SHORT PROBLEM 1: Return every line of the listing below that contains the word "brick". Case counts.

GIVEN PASSAGE:
** BEGIN **

As a dive guide and instructor, I drew more from the American Red Cross Advanced Lifesaving Course than any dive rescue course I have ever taken when making rescues. I took Advanced Lifesaving during my freshman year of college for the entire semester. It was truly a kick @$$ course. I remember how hard we trained, yet extremely fit young men and women, could barely summon the energy to walk to the showers after our final test. It didn't matter if it was on the surface or underwater. The guiding principles of lifeguard training served me well. Unfortunately, that course no longer exists. Lifeguarding stopped using a hands on approach in favor of the rescue tube and all of the lifesaving toys (many of which you can make on the fly for use in scuba rescue -- such as tying a spool to a bottle for a throw line) are no longer a part of lifeguard training.
Over the years, I've made a bunch of rescues. Many were on the surface. I once surfaced from a dive on the Benwood in Key Largo only to be directed to swim a lifeline to a rebreather diver in trouble on the surface. Many happened when I wasn't wearing scuba gear. For example, I had an instructor wisely yell for help when caught in a rip current when he knew he was exhausted rather than let pride and ego get in the way. I swam out and put him in an old-fashioned cross-chest carry. A few were underwater. One underwater rescue was an NSS-CDS Basic Cave trained frozen diver on the line in Ginnie. Another was a panicked GUE Tech 1 trained diver on the Spiegel Grove who had run low on gas after being blown off the wreck, fighting the current in a drysuit, and being unaware of how fast his gas went as he worked at depth. He became a panicked diver on a deco bottle after I switched him to Nx50. A third was a GUE-F trained diver who found himself descending with an empty tank on the Yukon. He became a panicked diver on my long hose. Looking good was never a part of the equation during a rescue. In each and every case, reaching the victim, protecting myself as well as my mask and reg, and maintaining control of the victim and the situation from start to finish had been drilled into me from that early class and reinforced with each lifeguard re-certification and each scuba rescue course or skill.
I require all my divemaster candidates to have either had a lifeguard course in the past or to take one before I certify them. One of my PADI instructor friends took a lifeguard course at age 50 and it changed his approach to aquatic safety. Even though his real job was as an engineer, he ended up lifeguarding part-time at that age at a YMCA and applying how to maintain safety of an aquatic facility to his scuba classes.
It might seem strange to many divers that I would encounter so many rescue situations, but keep in mind I do this stuff full time day in and day out and have been doing so for a long time. In the Caymans, it seemed we made a rescue or assist every day. As I write this, I'm on the shores of Lake Ontario, where each and every day I'm diving the St. Lawrence Seaway. Earlier tonight, I made 2 dives in Canada. Yesterday, I was coaching in Alexandria Bay, where we rescued boaters on 2 occasions. Once a guy's boat slipped a mooring and was running away down river. I swam out to it and drove it back to the dock where my friend Jimmy helped me tie it off. In another incident, a family left someone in the boat who didn't know how to drive it and the boat went adrift. I did the same thing.

** END **

INFORMATION GIVEN:
** BEGIN **

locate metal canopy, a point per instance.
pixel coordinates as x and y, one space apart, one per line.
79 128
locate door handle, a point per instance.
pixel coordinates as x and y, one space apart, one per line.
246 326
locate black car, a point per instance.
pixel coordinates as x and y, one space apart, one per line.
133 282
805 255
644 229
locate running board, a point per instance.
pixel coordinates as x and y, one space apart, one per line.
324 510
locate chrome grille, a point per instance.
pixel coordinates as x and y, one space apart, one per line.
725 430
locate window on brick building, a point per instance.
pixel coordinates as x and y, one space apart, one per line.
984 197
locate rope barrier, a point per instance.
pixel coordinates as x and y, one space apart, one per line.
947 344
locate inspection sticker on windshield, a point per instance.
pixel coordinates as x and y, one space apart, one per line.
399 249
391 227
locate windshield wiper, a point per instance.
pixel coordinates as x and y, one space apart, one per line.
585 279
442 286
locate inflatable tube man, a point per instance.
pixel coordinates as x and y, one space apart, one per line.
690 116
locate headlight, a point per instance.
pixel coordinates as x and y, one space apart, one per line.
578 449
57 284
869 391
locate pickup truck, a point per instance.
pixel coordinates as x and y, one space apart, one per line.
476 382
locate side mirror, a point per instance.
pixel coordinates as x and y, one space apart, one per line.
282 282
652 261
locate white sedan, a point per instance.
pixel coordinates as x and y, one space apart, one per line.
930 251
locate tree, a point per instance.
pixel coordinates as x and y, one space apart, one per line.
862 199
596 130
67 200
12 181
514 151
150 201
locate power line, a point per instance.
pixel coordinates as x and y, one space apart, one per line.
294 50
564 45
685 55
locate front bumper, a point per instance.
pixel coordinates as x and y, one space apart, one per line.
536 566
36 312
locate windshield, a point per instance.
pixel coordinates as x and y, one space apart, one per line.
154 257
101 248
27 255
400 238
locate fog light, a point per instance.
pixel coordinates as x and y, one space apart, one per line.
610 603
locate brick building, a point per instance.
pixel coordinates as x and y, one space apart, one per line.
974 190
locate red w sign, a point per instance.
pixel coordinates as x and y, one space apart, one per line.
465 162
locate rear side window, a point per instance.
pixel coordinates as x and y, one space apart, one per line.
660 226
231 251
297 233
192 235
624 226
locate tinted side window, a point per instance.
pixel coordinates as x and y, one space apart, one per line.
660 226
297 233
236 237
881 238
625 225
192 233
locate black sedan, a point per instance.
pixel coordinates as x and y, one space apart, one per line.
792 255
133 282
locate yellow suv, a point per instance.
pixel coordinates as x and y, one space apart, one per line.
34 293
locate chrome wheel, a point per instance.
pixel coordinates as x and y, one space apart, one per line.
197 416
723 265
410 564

** END **

SHORT PROBLEM 2: In the dive rescue account above, at what age did the writer's PADI instructor friend take a lifeguard course?

REPLY 1:
locate window on brick building, a point per instance.
locate brick building, a point per instance.

REPLY 2: At age 50.